# START OF Text extract
Read an Excerpt
The Cuban Table
A Celebration of Food, Flavors, and History
By Ana Sofía Peláez, Ellen Silverman St. Martin's Press
Copyright © 2014 Ana Sofía Peláez
All rights reserved.
ISBN: 978-1-4668-5753-7
CHAPTER 1
VIEW FROM THE BAKERY WINDOW
Like beehives scattered across the Miami landscape, Cuban bakeries and cafés operate out of ventanitas—street-front windows typically manned by two or three women who produce a steady stream of pitch-perfect cafecitos and cortados while calmly taking multiple orders, making change, and giving advice. Chatty crowds gather for the guava-filled pastries, crisp empanadas, and freshly fried croquetas served in brightly colored baskets lined in wax paper in mini public squares where everything is discussed but the only thing ever settled is the bill. On the counter, under plastic cake stands, buttery panques de Jamaica, dome-topped pound cakes stamped with a distinctive rooster logo, guard the windows alongside industrial-size juicers that, like the conversation, are constantly whirring. Before moving on, customers pick up a colada—multiple shots of pulled espresso poured into large styrofoam containers and taken away with a short stack of plastic demitasse cups. Spreading throughout the city, they'll find their way to friends and strangers, offices and warehouses, precincts and firehouses, hair salons and cigar shops, waiting rooms and departure gates—pouring out the coffee that keeps the city buzzing.
# END OF Text extract
# START OF Available data
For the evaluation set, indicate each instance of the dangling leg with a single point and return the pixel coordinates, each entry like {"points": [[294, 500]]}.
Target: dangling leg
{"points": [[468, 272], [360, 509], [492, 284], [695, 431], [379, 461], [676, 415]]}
# END OF Available data
• **Written problem 1**
Can you extract from the Cuban bakery excerpt the passage starting with "Read an Excerpt" and going on through "All rights reserved.", copied word for word?
• **Written problem 2**
Which foods, not counting drinks, does the Cuban bakery excerpt name?

• **Task output 1**
Read an Excerpt
The Cuban Table
A Celebration of Food, Flavors, and History
By Ana Sofía Peláez, Ellen Silverman St. Martin's Press
Copyright © 2014 Ana Sofía Peláez
All rights reserved.

• **Task output 2**
- Guava-filled pastries
- Crisp empanadas
- Freshly fried croquetas
- Panques de Jamaica (dome-topped pound cakes)